● **What you should do**
Recast the lines from the start of the records through the line containing "132,134,145,148", both included, as a numbered list, leaving out any blank lines.

● **Data provided**
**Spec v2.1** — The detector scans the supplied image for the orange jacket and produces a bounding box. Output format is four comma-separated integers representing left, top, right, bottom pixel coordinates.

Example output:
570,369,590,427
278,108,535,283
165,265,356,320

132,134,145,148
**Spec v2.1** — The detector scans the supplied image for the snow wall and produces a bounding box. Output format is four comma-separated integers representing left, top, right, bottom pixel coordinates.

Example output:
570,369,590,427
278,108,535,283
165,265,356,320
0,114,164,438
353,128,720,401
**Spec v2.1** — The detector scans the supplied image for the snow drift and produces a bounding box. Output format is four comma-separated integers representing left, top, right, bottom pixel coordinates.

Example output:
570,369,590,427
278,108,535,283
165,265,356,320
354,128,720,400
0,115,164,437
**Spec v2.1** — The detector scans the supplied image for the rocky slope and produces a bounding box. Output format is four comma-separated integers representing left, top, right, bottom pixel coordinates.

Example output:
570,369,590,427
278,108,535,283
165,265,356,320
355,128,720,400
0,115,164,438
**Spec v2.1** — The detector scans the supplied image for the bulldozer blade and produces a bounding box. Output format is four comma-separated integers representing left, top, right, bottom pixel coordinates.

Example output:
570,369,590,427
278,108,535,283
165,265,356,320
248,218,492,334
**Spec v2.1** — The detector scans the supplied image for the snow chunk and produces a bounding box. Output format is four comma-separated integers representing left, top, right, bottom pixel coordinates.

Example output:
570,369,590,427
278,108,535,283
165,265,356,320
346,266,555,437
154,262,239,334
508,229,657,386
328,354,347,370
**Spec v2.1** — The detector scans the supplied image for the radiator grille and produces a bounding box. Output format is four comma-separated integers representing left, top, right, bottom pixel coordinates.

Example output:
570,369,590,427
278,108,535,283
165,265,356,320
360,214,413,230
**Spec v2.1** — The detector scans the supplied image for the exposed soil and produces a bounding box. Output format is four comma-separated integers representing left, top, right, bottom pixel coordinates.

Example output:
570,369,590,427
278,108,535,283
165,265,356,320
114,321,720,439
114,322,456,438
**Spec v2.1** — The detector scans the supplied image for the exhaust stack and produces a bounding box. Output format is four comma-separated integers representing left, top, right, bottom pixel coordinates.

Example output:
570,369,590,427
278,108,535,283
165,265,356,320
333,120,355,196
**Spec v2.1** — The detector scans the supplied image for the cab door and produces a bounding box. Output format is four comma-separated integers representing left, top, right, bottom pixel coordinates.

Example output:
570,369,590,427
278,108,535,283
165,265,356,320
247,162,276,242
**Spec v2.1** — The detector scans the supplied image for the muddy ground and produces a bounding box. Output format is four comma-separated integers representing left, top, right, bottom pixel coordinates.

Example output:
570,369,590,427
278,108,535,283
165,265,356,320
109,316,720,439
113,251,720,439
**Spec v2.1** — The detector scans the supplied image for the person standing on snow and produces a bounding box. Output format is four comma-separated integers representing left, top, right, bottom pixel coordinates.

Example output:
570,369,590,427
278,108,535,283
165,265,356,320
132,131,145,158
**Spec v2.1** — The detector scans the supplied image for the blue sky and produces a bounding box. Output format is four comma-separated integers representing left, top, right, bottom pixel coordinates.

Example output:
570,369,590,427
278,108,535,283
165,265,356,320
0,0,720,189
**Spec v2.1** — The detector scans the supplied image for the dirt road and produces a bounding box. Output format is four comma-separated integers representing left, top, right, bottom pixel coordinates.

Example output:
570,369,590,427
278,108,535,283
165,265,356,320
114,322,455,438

● **Output of the exercise**
1. **Spec v2.1** — The detector scans the supplied image for the orange jacket and produces a bounding box. Output format is four comma-separated integers representing left, top, right, bottom pixel coordinates.
2. Example output:
3. 570,369,590,427
4. 278,108,535,283
5. 165,265,356,320
6. 132,134,145,148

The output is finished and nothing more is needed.